··· Text ···
Will Canada Suspend Its Safe Third Country Agreement With the United States?
This week, a Canadian federal court in Toronto will hear a challenge to the U.S.-Canadian Safe Third Country Agreement, which recognizes both nations as safe for refugees. Like Europe’s Dublin Regulation, the agreement, which went into effect in 2004, stipulates that refugees must claim asylum in their country of first arrival. In practice, its purpose is to limit the flow of people from the United States to Canada, which has a more permissive asylum system. It only applies to official border crossings, which means that those who enter Canada between official border posts will not be returned to the United States.
Human rights groups originally challenged the Safe Third Country Agreement in 2005 on the grounds that it abrogated the rights of an anonymous asylum-seeker in the United States who feared removal to Colombia, where the person would face persecution. The John Doe in the case never sought protection in Canada, given the perception that the third-county agreement would bar them from entry. The challenge was eventually denied by an appeals court.
The new challenge, brought by Amnesty International, the Canadian Council for Refugees, and the Canadian Council of Churches, revolves around the cases of people who were refused entry and claims that U.S. policies under President Donald Trump have fundamentally changed the situation. It cites Trump’s one-year bar on claiming asylum, removals of asylum-seekers to unsafe countries, unlawful detentions, the barring of asylum claims based on gender and gang violence, criminalizing asylum at the border, and inconsistent access for asylum-seekers to courts.
The challenge comes after an election that saw Canada’s ruling Liberals reduced to a minority government and in the midst of a two-year spike in asylum-seekers crossing into Canada from the United States. Since the spring of 2017, almost 50,000 people have claimed asylum at Roxham Road on the New York-Quebec border. Although the total is negligible in comparison to other refugee-receiving countries, it represents a doubling of yearly asylum claims over 2016. While only 23,894 people claimed asylum in 2016, 50,390 claimed in 2017, and 55,025 in 2018. Although the flow has steadied in the last six months, the political impacts of the trend—in particular straining Canada’s ability to house refugees and hear refugee claims, generating criticisms from opposition parties including the Conservatives, and raising questions about burden-shifting between cities and provinces—revealed Canada’s vulnerability to spillover from U.S. asylum policies.
···
### [What you will do]
1) Answer these questions about the article on the Safe Third Country Agreement:
(a) In what year did the agreement go into effect?
(b) Which three organizations brought the new challenge?
(c) How many people claimed asylum in Canada in 2018?
2) Write out the part of the article that starts at the words "Will Canada Suspend" and stops after "to the United States.".
Rely on the article alone for everything asked here.
··· Data for analysis ···
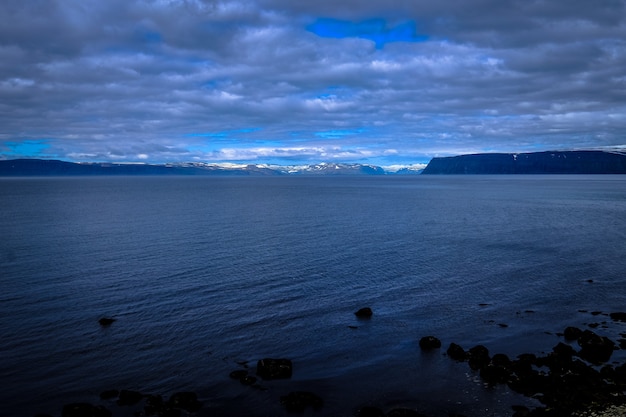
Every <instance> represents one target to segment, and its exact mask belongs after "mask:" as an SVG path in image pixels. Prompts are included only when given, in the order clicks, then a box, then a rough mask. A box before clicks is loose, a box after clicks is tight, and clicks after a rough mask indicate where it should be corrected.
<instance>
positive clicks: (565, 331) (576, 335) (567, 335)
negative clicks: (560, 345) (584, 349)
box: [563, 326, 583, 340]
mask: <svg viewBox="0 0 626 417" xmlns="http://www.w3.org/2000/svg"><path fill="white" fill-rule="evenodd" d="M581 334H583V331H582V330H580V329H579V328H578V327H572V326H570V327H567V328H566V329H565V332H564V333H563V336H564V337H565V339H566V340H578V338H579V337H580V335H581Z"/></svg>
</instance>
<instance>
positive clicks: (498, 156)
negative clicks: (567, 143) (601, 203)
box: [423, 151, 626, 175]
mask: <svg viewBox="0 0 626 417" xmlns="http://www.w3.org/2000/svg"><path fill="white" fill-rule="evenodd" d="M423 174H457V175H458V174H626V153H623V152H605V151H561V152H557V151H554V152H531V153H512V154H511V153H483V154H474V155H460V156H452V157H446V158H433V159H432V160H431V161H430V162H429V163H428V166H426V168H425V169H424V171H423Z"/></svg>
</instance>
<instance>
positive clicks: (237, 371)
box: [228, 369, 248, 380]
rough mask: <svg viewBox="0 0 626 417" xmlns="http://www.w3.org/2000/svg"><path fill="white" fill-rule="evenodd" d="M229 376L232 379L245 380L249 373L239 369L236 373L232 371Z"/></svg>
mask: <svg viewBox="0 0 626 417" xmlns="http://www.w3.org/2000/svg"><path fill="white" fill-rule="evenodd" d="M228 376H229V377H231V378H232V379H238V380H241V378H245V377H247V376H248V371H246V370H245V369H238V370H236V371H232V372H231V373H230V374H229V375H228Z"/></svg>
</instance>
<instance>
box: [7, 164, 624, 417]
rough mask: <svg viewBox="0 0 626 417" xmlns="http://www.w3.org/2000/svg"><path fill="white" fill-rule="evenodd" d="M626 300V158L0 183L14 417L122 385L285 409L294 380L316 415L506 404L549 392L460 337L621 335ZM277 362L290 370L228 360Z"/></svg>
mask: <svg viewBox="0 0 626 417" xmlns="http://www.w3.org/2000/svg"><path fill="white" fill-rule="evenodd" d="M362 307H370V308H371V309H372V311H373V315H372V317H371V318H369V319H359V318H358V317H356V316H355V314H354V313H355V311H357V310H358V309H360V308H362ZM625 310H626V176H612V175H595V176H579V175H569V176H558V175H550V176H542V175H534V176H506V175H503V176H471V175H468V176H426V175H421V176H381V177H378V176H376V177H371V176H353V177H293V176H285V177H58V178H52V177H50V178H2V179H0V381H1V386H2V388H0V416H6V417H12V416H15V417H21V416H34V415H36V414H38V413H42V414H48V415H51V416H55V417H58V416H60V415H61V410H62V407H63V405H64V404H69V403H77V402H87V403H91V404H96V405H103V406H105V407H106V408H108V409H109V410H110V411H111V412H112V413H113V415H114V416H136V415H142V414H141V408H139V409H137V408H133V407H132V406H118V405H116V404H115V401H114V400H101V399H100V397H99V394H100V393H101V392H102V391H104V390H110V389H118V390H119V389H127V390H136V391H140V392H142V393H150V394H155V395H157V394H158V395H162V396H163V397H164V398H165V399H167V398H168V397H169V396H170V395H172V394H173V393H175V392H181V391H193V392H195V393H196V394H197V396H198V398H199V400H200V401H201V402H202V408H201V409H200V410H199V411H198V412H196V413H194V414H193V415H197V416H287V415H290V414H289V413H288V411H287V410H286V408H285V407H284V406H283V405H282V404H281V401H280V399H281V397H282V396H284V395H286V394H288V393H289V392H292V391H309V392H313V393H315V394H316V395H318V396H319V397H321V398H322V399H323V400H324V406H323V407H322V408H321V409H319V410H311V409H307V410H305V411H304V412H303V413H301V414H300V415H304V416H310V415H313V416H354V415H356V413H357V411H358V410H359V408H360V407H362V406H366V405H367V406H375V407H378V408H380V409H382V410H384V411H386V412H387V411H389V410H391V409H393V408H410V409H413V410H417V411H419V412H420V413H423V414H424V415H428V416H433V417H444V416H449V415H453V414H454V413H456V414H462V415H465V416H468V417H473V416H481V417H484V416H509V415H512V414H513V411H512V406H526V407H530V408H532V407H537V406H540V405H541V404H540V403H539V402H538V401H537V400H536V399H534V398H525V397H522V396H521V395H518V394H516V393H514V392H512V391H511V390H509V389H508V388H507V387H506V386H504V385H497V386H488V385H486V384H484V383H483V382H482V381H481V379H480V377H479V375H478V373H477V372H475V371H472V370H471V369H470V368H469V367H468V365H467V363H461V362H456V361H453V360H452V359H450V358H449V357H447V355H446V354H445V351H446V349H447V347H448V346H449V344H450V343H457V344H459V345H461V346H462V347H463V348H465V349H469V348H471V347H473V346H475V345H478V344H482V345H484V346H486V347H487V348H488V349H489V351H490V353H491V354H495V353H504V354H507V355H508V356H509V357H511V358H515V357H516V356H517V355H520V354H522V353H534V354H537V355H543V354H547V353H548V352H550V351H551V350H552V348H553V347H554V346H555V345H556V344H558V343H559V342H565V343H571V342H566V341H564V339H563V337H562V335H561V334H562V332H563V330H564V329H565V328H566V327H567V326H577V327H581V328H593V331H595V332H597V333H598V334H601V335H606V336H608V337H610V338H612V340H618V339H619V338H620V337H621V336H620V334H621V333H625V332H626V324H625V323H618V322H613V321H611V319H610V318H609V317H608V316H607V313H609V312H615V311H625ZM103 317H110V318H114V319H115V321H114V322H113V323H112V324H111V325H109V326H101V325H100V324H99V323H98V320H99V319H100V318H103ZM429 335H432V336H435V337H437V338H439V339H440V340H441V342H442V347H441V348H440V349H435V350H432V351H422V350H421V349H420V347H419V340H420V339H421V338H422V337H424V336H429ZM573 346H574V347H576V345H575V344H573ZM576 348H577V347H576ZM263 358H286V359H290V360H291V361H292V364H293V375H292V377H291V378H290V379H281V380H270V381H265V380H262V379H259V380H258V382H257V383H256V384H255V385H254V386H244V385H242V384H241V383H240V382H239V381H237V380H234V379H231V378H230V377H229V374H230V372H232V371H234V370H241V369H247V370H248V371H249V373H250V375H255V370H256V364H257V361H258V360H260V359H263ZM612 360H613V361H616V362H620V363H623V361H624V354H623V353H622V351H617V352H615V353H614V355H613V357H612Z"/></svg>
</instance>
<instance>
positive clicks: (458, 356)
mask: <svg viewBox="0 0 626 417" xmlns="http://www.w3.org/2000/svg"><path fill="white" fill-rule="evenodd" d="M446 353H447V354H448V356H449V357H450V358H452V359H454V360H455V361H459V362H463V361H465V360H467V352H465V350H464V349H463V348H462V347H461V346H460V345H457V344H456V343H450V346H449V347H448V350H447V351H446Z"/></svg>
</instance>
···
### [Answers to the exercise]
1)
(a) 2004
(b) Amnesty International, the Canadian Council for Refugees, and the Canadian Council of Churches
(c) 55,025

2)
Will Canada Suspend Its Safe Third Country Agreement With the United States?
This week, a Canadian federal court in Toronto will hear a challenge to the U.S.-Canadian Safe Third Country Agreement, which recognizes both nations as safe for refugees. Like Europe’s Dublin Regulation, the agreement, which went into effect in 2004, stipulates that refugees must claim asylum in their country of first arrival. In practice, its purpose is to limit the flow of people from the United States to Canada, which has a more permissive asylum system. It only applies to official border crossings, which means that those who enter Canada between official border posts will not be returned to the United States.